The tasks:
1 - In the blog post on forgoing New Year's resolutions, over what span of time has the writer not celebrated birthdays or most holidays?
2 - Continue the blog post on forgoing New Year's resolutions, beginning after its final sentence.

Text section:
-- begin --

Sunday, January 1, 2017

Not A Resolution In Sight

I'm in an odd place. I have been for quite some time now. I have reached a state of mixed depression and consciousness in which I no longer feel much of anything. I am lost. There is nothing here to build on right now.

I have no motivation to participate in my own cultural activities nor adopt any of my husbands culture. I haven't celebrated birthdays, most holidays nor have I participated in the rituals most Americans go through for the seasons over the last 4 long years. I don't even engage in things I used to like to do very much and when I do, I'm more numb than happy.

It's not that I don't try to do things. I've found a level of consciousness where those things don't mean anything to me right now coupled with the depression from the hardships that I've had to deal with fo far too long. Most people experience stress or trauma in small doses, I've had years of continued trauma and unwarranted abuse coming from my ex.

I've started blogs, I've tried to write in journals but I always hit a point where it seems like I just can't write the next chapter. There's a block in my mind where I avoid it, I can't post it, etc. The abuse I suffered during the marriage still continues to this day and it's a maddening road between knowing you're strong enough to kick his ass now and knowing you have to be the bigger person to protect your children from having to witness it.

So where do I go from here? Nowhere. I have things I'm going to do this year to improve myself but they are not resolutions. I have to work on my health because things are reaching a critical state right now. I've no interest in labeling these things resolutions because those fail, they get left behind. I'm not interested in that.

-- end --

Records provided:
-- begin --

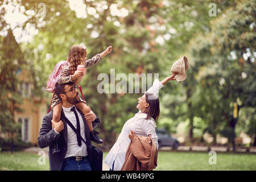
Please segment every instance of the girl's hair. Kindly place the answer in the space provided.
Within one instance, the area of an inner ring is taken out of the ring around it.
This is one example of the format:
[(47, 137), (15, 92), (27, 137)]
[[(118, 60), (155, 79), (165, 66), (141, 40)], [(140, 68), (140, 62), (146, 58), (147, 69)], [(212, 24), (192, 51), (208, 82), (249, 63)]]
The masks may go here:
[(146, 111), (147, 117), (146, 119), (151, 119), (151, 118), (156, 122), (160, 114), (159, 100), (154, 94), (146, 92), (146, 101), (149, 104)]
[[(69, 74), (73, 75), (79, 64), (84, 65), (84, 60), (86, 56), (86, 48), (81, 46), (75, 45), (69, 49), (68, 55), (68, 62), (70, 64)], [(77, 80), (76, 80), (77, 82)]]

-- end --
-- begin --

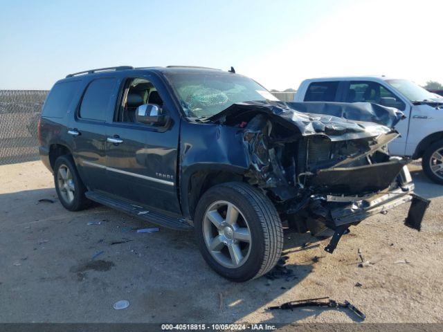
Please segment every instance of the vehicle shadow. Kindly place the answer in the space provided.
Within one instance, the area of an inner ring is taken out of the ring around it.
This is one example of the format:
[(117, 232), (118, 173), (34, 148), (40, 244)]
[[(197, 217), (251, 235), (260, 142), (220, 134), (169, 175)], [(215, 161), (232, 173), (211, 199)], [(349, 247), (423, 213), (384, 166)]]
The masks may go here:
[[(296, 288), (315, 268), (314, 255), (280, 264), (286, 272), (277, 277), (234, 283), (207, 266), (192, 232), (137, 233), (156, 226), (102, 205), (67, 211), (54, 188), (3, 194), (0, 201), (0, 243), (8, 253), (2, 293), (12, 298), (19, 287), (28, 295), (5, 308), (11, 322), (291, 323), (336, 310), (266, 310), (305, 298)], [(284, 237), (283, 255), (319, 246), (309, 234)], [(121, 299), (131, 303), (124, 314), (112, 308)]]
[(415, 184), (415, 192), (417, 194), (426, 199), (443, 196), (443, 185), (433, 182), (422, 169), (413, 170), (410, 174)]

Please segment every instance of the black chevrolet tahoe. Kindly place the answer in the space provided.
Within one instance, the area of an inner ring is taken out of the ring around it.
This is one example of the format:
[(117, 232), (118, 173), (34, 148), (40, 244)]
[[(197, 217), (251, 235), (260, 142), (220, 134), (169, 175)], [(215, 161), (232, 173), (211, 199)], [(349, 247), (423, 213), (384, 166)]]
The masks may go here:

-- end --
-- begin --

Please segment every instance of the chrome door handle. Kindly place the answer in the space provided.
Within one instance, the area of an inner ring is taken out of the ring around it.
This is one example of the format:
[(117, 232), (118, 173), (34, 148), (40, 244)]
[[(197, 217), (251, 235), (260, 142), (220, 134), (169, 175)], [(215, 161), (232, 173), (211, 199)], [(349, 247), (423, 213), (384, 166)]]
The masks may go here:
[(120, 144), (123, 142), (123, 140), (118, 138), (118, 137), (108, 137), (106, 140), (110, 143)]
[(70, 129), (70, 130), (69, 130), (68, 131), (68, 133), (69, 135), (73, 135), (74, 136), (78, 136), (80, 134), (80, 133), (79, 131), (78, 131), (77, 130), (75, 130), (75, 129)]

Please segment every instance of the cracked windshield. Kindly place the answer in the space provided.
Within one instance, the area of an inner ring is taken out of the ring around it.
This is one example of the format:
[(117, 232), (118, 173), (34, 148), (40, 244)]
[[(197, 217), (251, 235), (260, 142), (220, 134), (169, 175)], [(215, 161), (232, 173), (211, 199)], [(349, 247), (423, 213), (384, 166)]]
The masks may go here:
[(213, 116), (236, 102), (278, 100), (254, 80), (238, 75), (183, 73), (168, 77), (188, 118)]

-- end --

Answer set:
1 - Over the last four years.

2 -
Four long years now I've been in the caretaker roll and I've let myself fall apart. The last 18 months having completely damaged my own heart, mind and body as I tried to console my daughter who was unable to process all she was going through. I'm not blaming her, don't take that wrong. There were a lot of reasons I couldn't take care of myself the way I needed to. They don't matter as much as we are here now.

So to avoid any level of accountability should I not get to my 2017 to do list, I'm not posting about these things I have lined up until I do them. I'm not putting a date or a time frame on them. I'm not giving them any power in my life or future at this time.

The one thing I will give a face to is my determination to not absorb myself completely in reality escaping vices. I've shut off most of my games, especially those that entice you to stay there 24/7 in order to advance. I don't worry about going back to them because I've grown weary of hiding in them. I've completely stopped drinking caffeinated sodas - it's been 10 months or more since my last one and I have no interest in having one. I've also started telling people when I need a break. I don't just zone out and let their visits continue to linger or them to drop in when I don't want guests.

I've already began making changes out of necessity just to survive so there's really no need for the resolutions now anyway. Life is bigger than  few words on a piece of paper that will get lost in the shuffle next week.

So with that, I leave you with a funny parody about New Years Resolutions. Here's to hoping 2017 ill be the first year that I haven't had some sort of catastrophe since 2008.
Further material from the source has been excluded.